Task goal:
Copy out each line of the entries below, requests and all. Raise every coordinate in the answers by 106, and leave the pictures out.

Material:
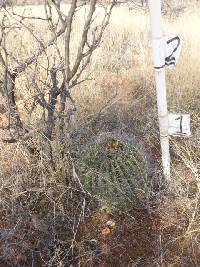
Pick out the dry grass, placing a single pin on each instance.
(36, 200)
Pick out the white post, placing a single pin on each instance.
(159, 62)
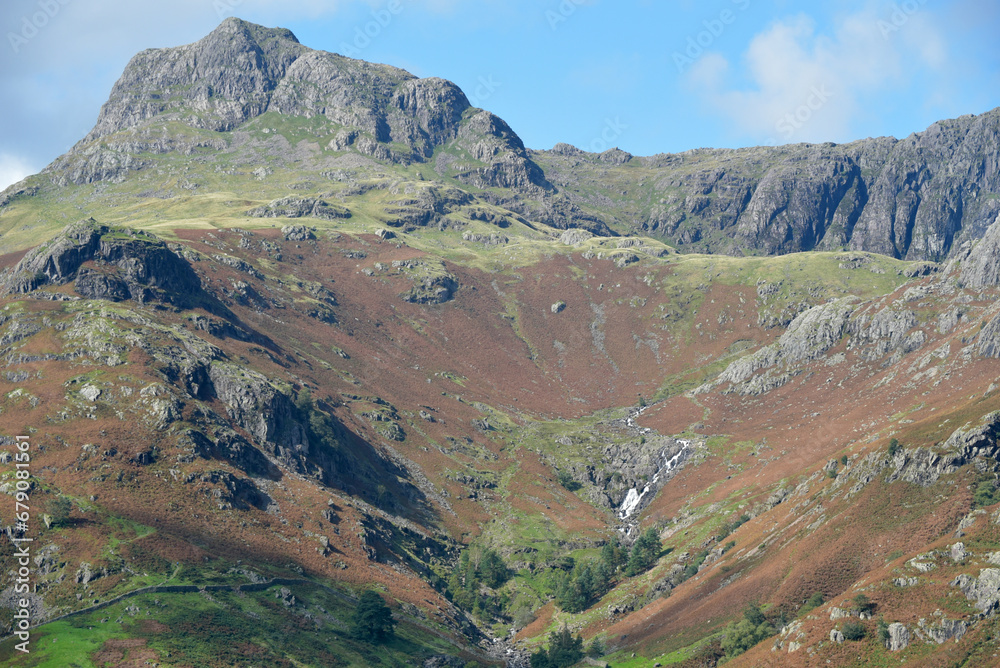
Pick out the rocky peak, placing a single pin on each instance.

Finished task:
Pick out the dry grass, placing a single pin on each instance.
(142, 306)
Pick out the white post, placing a single pin on each instance.
(265, 168)
Pick out the rocky peak, placing a single pin on each instance.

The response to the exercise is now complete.